- [PROBLEM 1] In the skin-condition study abstract, reproduce word for word the part that opens with the words containing "An online study" and closes with "for the condition.".
- [PROBLEM 2] In the skin-condition study abstract, why did the study include pharmacists, GPs and primary care nurses? Answer in one to three sentences.
- [PROBLEM 3] Extend the abstract of the study on diagnosing skin conditions in primary care, starting from where it stops.

- [TEXT PASSAGE]
-=-=-

An exploratory study demonstrating the diagnostic ability of healthcare professionals in primary care using online case studies for common skin conditions
Version of Record online: 5 JUN 2013
© 2013 Royal Pharmaceutical Society
International Journal of Pharmacy Practice
Volume 22, Issue 2, pages 119–124, April 2014
How to Cite
Tucker, R., Patel, M., Layton, A. L. and Walton, S. (2014), An exploratory study demonstrating the diagnostic ability of healthcare professionals in primary care using online case studies for common skin conditions. International Journal of Pharmacy Practice, 22: 119–124. doi: 10.1111/ijpp.12045
- Issue online: 9 MAR 2014
- Version of Record online: 5 JUN 2013
- Manuscript Accepted: 23 APR 2013
- Manuscript Received: 31 OCT 2012
- National Pharmaceutical Association
- community pharmacy;
To compare the diagnostic ability of pharmacists, nurses and general practitioners (GPs) for a range of skin conditions.
An online study comprising 10 specifically developed dermatological case studies containing a digital image of the skin condition and a short case history. A total of 60 participants (20 representing each of pharmacists, GPs and primary care nurses) were required to identify the skin condition as well as the features in the case history that supported the diagnosis and the recommended first-line management approach for the condition.

-=-=-

- [RECORDED DATA]
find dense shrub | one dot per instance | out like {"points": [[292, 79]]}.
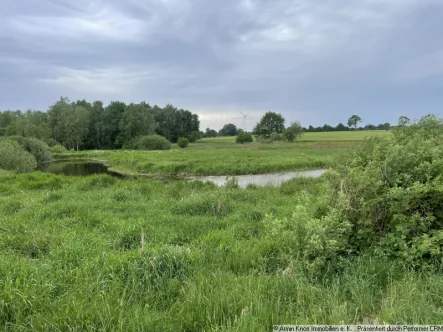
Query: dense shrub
{"points": [[195, 136], [151, 142], [58, 148], [182, 142], [275, 137], [393, 190], [385, 197], [244, 137], [40, 150], [13, 157]]}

-=-=-

- [ANSWER BOX 1]
An online study comprising 10 specifically developed dermatological case studies containing a digital image of the skin condition and a short case history. A total of 60 participants (20 representing each of pharmacists, GPs and primary care nurses) were required to identify the skin condition as well as the features in the case history that supported the diagnosis and the recommended first-line management approach for the condition.

- [ANSWER BOX 2] The study aimed to compare how well pharmacists, nurses and general practitioners diagnose a range of skin conditions. It therefore recruited 20 participants from each of these three groups.

- [ANSWER BOX 3]
The mean diagnostic scores for each group were GPs = 8.8 (95% confidence interval, CI, 7.9–9.6), pharmacists = 6.2 (95% CI, 5.4–6.9) and nurses = 7.0 (95% CI, 6.1–7.9). Post hoc analysis revealed that the difference in mean diagnostic scores was significant (P < 0.05) between GPs and both pharmacists and nurses. However, pharmacists' diagnostic accuracy was similar to GPs' for some skin conditions such as tinea corporis, scabies and plantar warts and overall at least 40% of pharmacists correctly identified all conditions.
This small study has demonstrated that for all of the skin conditions considered, pharmacists' overall diagnostic scores were significantly different from those of GPs but similar to those of nurses for the conditions assessed. However, further work with a larger sample is required to determine the accuracy of these preliminary findings and to establish whether advice given by pharmacists in practice results in the appropriate course of action being taken.